### SELECTED EXTRACT:
- - -

At independence in September 1991, Macedonia was the least developed of the Yugoslav republics, producing a mere 5% of the total federal output of goods and services. The collapse of Yugoslavia ended transfer payments from the central government and eliminated advantages from inclusion in a de facto free trade area. An absence of infrastructure, UN sanctions on the downsized Yugoslavia, and a Greek economic embargo over a dispute about the country's constitutional name and flag hindered economic growth until 1996. GDP subsequently rose each year through 2000. In 2001, during a civil conflict, the economy shrank 4.5% because of decreased trade, intermittent border closures, increased deficit spending on security needs, and investor uncertainty. Growth barely recovered in 2002 to 0.9%, then averaged 4% per year during 2003-07, expanding to 5.1% in 2007. Macedonia has maintained macroeconomic stability with low inflation, but it has so far lagged the region in attracting foreign investment and creating jobs, despite making extensive fiscal and business sector reforms. Official unemployment remains high at nearly 35%, but may be overstated based on the existence of an extensive gray market, estimated to be more than 20 percent of GDP, that is not captured by official statistics.

- - -

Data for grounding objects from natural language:

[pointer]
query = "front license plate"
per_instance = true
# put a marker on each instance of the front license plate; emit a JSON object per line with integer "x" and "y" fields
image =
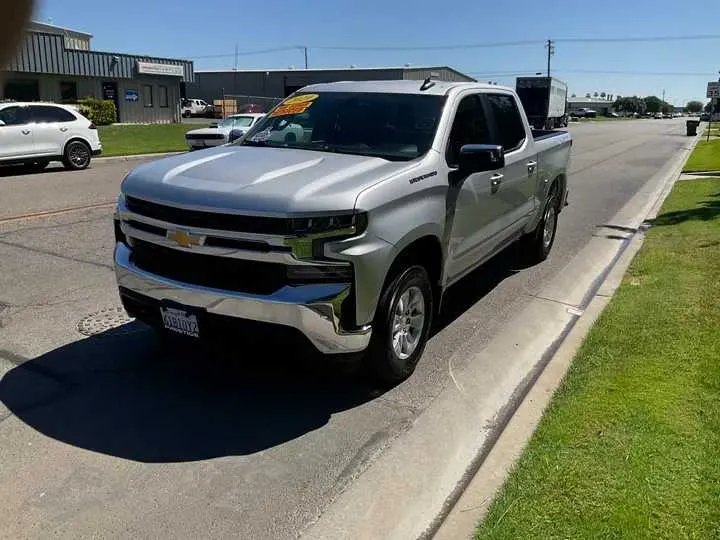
{"x": 180, "y": 321}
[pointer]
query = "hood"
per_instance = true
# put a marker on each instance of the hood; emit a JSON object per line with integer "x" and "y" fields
{"x": 208, "y": 131}
{"x": 266, "y": 181}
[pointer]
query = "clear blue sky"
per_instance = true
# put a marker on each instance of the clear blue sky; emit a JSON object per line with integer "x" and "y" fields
{"x": 191, "y": 29}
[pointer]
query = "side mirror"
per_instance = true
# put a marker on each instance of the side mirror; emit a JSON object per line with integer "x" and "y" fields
{"x": 476, "y": 158}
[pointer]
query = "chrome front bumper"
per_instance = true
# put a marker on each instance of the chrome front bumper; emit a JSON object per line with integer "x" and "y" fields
{"x": 314, "y": 310}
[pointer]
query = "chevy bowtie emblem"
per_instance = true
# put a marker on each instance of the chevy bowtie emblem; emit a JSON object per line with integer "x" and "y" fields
{"x": 185, "y": 239}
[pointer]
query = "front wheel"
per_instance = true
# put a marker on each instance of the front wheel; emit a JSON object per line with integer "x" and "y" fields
{"x": 402, "y": 325}
{"x": 77, "y": 156}
{"x": 538, "y": 243}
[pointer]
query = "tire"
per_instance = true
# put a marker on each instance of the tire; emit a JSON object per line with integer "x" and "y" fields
{"x": 76, "y": 156}
{"x": 37, "y": 166}
{"x": 536, "y": 245}
{"x": 395, "y": 348}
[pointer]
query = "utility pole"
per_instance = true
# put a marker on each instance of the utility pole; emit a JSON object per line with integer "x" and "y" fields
{"x": 550, "y": 46}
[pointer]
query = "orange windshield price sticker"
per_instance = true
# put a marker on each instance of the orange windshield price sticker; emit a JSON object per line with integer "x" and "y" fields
{"x": 295, "y": 105}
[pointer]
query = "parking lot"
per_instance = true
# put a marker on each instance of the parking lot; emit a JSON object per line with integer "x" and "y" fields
{"x": 108, "y": 433}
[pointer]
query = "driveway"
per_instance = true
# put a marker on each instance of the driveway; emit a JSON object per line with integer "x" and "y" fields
{"x": 106, "y": 434}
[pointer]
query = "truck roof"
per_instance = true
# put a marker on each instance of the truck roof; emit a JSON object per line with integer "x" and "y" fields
{"x": 439, "y": 88}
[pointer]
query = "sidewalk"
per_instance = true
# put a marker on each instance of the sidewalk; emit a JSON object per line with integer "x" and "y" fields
{"x": 630, "y": 445}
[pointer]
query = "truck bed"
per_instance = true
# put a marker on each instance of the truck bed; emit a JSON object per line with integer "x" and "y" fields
{"x": 541, "y": 134}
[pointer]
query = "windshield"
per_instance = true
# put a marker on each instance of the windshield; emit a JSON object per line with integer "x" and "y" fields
{"x": 390, "y": 126}
{"x": 237, "y": 121}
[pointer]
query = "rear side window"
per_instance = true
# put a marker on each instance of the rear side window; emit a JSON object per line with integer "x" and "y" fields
{"x": 43, "y": 114}
{"x": 14, "y": 116}
{"x": 469, "y": 127}
{"x": 509, "y": 127}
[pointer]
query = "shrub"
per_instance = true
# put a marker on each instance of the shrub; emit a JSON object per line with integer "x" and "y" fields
{"x": 100, "y": 112}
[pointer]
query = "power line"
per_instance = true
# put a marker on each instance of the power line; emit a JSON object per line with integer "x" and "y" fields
{"x": 430, "y": 47}
{"x": 589, "y": 71}
{"x": 659, "y": 73}
{"x": 248, "y": 53}
{"x": 638, "y": 39}
{"x": 497, "y": 44}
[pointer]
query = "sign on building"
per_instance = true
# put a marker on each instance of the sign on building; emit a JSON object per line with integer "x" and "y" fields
{"x": 151, "y": 68}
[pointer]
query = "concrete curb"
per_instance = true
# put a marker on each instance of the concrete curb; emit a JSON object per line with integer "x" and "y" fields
{"x": 134, "y": 157}
{"x": 415, "y": 483}
{"x": 475, "y": 500}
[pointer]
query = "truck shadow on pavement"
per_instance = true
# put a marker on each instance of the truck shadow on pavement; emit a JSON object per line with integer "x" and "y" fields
{"x": 8, "y": 171}
{"x": 469, "y": 290}
{"x": 123, "y": 394}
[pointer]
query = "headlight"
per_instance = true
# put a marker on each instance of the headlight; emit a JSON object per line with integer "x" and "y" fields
{"x": 312, "y": 233}
{"x": 320, "y": 274}
{"x": 353, "y": 224}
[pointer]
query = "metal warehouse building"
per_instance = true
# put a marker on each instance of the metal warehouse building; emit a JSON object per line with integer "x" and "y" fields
{"x": 57, "y": 64}
{"x": 211, "y": 85}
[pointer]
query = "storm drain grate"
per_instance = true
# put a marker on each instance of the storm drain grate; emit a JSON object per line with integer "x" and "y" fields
{"x": 114, "y": 318}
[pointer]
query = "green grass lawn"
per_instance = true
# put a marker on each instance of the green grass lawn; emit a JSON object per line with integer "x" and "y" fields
{"x": 123, "y": 140}
{"x": 630, "y": 445}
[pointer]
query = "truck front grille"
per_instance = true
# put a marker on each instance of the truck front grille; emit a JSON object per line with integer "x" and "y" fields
{"x": 209, "y": 220}
{"x": 209, "y": 136}
{"x": 208, "y": 270}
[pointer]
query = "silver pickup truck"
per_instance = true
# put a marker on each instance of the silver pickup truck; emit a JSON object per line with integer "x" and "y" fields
{"x": 345, "y": 214}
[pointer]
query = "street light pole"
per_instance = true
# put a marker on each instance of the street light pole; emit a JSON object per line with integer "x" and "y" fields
{"x": 550, "y": 45}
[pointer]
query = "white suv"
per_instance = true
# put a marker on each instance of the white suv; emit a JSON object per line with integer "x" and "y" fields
{"x": 37, "y": 133}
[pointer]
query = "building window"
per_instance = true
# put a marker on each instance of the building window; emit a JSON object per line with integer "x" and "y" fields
{"x": 68, "y": 91}
{"x": 22, "y": 90}
{"x": 162, "y": 96}
{"x": 147, "y": 95}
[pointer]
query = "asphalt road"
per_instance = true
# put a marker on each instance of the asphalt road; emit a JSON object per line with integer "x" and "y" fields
{"x": 114, "y": 436}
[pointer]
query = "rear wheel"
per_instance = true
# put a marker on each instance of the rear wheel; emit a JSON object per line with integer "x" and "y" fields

- - -

### EXERCISE TASKS:
A. Answer these questions from the passage on Macedonia's economy:
(i) What share of the total federal output did Macedonia produce at independence?
(ii) By how much did the economy shrink in 2001?
(iii) How large is the gray market estimated to be?
B. Carry on the passage about Macedonia's economy from its last sentence.
These rows have no connection to the passage on Macedonia's economy.

### SOLVED PROBLEMS:
A.
(i) A mere 5%
(ii) 4.5%
(iii) More than 20 percent of GDP

B.
GDP:
$17.35 billion (2007 est.)
GDP growth rate:
3.7%
GDP per capita:
$7,800
GDP composition by sector:
agriculture: 11.8%
industry: 31.9%
services: 56.3%
Inflation rate:
0%
Labor force:
855,000
Unemployment:
37.3%
Electricity production by source:
fossil fuel: 83.7%
hydro: 16.3%
other: 0%
nuclear: 0%
Industries:
food processing, beverages, textiles, chemicals, steel, cement, energy, pharmaceuticals
Agriculture:
grapes, wine, tobacco, vegetables; milk, eggs
Exports:
food, beverages, tobacco; miscellaneous manufactures, iron and steel
Export partners:
Serbia and Montenegro 27.8%, Germany 16.8%, Italy 11.7%, Greece 10.8%, Croatia 6.3% 
Imports:
machinery and equipment, automobiles, chemicals, fuels, food products
Import partners:
Greece 13.8%, Germany 12.3%, Serbia and Montenegro 10.5%, Bulgaria 8.1%, Slovenia 6.6%, Italy 6.4%, Turkey 6.1%, Romania 4.9% 
Currency:
Macedonian denar (MKD)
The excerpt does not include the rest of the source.